------ Data to process

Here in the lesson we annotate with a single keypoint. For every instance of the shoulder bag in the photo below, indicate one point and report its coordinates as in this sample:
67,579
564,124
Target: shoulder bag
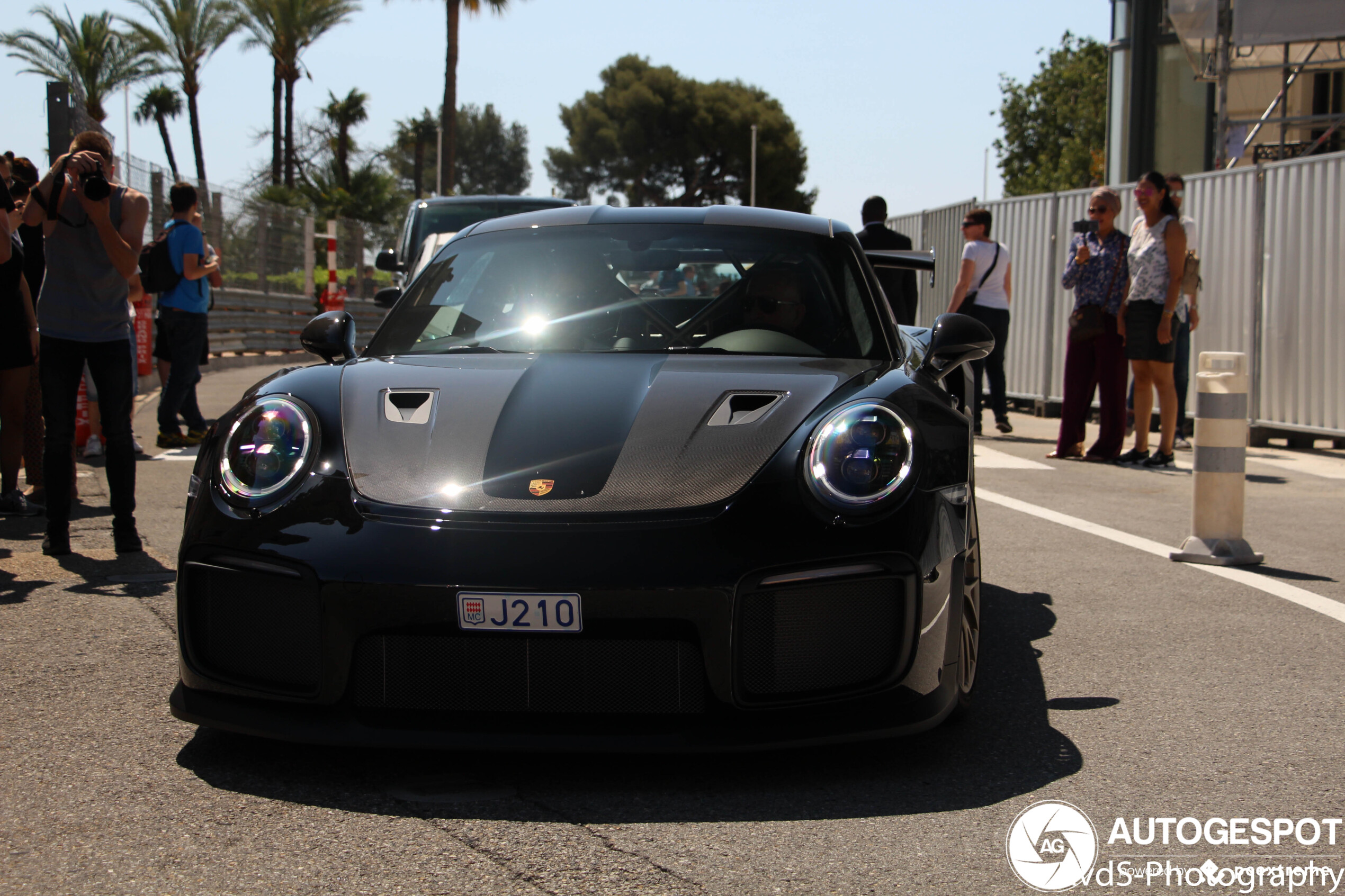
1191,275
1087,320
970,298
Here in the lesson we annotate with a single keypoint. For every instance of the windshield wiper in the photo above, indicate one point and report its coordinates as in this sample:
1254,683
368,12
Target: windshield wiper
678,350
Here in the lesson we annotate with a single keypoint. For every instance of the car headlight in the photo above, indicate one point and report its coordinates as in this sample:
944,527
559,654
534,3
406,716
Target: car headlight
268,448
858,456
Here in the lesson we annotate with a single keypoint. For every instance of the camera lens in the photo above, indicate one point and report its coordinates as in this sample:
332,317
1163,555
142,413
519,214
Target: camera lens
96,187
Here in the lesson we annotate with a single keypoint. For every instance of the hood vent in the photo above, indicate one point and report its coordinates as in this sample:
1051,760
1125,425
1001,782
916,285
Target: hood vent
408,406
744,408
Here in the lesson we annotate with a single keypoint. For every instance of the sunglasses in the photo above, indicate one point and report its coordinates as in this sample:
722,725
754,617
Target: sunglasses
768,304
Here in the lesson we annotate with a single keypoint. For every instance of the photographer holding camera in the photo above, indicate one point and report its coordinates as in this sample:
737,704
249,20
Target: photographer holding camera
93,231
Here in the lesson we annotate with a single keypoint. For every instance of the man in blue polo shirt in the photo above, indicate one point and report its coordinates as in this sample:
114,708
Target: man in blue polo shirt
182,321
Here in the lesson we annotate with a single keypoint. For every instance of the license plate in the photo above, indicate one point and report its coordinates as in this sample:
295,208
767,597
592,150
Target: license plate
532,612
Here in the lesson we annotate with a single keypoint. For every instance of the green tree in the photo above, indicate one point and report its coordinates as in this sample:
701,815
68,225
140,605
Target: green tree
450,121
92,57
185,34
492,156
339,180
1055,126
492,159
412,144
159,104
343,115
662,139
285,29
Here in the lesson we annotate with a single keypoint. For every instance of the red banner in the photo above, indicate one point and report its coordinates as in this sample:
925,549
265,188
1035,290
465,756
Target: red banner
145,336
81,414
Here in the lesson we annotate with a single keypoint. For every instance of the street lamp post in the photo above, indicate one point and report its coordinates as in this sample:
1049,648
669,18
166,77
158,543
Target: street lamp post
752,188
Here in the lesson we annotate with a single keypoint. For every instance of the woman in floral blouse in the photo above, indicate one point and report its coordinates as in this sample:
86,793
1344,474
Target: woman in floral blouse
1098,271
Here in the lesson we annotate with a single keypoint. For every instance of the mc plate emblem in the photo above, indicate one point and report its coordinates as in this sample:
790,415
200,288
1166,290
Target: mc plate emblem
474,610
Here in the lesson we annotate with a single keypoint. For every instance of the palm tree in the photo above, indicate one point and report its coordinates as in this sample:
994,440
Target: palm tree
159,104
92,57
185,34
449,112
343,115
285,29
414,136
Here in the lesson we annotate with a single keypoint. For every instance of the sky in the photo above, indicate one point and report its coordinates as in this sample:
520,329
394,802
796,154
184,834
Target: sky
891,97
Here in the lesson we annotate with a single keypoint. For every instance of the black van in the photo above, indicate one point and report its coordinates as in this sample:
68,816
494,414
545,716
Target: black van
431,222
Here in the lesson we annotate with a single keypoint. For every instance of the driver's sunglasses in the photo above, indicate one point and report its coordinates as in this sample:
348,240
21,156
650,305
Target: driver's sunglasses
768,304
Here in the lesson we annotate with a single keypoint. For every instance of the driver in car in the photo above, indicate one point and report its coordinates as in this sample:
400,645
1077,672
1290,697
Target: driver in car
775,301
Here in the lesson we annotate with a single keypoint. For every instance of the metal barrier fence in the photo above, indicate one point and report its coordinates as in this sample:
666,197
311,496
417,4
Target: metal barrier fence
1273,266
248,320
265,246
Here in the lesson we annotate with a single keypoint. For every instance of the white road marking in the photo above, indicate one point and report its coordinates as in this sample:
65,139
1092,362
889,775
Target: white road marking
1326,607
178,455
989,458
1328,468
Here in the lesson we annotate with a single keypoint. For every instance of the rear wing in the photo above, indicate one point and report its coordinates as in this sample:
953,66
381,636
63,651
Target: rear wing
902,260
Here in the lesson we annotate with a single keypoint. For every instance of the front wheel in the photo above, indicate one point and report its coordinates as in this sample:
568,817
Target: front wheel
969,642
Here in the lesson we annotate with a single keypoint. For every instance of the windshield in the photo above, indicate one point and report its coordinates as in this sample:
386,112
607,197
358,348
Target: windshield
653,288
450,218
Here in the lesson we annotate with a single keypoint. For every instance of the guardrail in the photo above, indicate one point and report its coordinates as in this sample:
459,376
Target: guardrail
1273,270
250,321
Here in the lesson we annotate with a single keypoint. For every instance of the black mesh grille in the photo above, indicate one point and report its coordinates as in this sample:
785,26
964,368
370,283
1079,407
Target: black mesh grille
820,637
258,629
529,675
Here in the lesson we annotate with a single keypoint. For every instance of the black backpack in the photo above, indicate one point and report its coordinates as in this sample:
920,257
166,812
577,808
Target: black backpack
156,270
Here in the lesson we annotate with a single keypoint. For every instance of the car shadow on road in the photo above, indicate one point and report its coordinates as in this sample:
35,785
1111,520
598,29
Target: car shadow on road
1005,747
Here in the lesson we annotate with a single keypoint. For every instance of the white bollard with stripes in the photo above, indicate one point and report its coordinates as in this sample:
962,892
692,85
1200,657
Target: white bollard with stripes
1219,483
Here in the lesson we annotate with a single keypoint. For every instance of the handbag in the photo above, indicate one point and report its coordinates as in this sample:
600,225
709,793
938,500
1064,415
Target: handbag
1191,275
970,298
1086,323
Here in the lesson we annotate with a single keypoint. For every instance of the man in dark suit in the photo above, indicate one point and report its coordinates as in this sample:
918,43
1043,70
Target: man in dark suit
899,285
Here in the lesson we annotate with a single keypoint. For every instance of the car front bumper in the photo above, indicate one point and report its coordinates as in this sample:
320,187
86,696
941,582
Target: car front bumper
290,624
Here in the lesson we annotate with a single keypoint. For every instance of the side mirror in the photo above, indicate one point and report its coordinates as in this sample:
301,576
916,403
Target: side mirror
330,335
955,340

------------
------ Data to process

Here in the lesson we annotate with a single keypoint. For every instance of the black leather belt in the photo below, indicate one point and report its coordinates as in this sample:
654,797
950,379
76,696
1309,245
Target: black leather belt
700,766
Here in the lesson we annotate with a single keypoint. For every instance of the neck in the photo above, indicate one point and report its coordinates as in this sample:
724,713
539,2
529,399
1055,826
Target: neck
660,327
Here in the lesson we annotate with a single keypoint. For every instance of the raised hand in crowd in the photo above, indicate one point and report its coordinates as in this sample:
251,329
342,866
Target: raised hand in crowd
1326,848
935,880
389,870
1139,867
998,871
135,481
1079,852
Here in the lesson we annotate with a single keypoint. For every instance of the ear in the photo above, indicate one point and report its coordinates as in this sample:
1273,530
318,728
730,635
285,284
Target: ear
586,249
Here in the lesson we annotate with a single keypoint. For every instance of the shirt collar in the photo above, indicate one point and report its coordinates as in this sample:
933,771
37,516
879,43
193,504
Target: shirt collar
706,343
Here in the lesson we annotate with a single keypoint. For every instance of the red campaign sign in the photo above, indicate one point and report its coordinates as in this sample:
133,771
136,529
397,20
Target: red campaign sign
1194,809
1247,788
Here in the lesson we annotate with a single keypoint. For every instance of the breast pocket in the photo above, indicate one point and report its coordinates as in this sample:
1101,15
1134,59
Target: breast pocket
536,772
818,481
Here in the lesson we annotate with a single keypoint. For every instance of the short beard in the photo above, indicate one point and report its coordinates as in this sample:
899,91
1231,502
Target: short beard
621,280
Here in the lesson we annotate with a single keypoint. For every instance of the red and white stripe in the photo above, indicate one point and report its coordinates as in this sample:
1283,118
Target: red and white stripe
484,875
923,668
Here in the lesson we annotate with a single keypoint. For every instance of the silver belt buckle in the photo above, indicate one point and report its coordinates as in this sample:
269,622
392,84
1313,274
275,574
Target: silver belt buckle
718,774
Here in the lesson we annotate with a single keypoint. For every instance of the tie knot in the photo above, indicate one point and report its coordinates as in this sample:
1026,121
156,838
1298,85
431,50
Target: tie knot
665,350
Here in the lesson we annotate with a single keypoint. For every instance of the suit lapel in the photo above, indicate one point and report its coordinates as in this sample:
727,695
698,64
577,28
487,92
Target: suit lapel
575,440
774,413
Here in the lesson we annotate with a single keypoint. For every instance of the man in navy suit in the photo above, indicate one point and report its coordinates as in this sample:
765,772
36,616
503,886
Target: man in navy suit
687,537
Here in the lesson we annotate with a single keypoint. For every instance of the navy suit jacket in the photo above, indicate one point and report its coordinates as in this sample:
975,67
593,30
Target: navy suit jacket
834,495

------------
------ Data to process

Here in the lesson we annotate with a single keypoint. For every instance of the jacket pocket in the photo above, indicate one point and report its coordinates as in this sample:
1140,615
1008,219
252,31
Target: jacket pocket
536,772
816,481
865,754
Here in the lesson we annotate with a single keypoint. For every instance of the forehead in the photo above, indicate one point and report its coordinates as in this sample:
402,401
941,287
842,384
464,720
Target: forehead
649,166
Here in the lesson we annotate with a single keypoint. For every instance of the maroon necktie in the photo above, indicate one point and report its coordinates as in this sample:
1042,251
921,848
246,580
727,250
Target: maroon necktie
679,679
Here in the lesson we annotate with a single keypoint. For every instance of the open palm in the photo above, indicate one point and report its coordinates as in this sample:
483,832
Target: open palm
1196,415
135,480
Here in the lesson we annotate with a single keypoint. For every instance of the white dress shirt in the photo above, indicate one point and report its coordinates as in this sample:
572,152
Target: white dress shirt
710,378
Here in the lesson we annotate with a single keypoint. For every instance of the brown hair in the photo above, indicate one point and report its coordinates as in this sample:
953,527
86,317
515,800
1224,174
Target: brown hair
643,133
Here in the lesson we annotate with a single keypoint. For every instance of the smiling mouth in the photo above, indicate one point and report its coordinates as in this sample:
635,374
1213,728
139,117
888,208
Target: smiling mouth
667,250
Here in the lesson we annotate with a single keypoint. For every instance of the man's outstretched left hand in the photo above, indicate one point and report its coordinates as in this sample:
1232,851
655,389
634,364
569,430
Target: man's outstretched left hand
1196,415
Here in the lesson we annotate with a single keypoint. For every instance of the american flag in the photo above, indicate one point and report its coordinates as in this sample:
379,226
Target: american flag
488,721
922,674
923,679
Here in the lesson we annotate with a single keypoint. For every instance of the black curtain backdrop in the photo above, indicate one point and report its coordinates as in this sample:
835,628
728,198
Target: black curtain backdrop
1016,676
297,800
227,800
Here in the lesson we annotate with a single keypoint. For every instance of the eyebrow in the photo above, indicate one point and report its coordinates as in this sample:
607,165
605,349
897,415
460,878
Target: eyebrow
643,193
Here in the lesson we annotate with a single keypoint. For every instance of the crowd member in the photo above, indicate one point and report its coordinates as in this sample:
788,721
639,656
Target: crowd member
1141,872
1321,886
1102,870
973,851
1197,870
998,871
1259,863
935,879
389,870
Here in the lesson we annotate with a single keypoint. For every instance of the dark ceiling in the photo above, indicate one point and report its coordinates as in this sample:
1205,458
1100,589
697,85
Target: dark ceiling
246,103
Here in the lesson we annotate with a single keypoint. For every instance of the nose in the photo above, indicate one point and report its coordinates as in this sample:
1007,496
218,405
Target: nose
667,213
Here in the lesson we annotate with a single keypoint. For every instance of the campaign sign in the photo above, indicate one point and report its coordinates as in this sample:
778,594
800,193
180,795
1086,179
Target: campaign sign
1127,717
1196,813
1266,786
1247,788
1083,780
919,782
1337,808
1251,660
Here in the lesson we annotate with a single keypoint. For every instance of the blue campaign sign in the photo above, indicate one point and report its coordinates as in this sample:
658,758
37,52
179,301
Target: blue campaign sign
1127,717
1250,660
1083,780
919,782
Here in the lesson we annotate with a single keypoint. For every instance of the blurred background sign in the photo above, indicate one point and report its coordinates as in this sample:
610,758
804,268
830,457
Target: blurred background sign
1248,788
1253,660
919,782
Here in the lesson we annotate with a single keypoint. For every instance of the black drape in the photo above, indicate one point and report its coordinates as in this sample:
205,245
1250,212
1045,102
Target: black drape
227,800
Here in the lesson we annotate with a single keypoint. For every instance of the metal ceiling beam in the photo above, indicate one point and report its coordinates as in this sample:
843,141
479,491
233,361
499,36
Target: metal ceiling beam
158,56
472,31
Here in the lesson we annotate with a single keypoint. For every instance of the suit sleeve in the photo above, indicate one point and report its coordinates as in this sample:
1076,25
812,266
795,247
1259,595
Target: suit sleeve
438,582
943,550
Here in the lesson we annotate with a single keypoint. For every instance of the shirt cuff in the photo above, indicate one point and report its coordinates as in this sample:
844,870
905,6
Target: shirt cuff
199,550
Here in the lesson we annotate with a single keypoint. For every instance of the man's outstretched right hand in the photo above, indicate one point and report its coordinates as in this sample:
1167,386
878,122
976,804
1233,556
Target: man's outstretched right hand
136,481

------------

Your task:
Filter the entries above down to the lines containing the word "collar", and copy each of those lines.

Expected answer:
Here in the lesson we annotate with a single keypoint. For every instance of the shirt collar in the photo above, indicate one point and report its coordinates as in this sample:
Target: shirt collar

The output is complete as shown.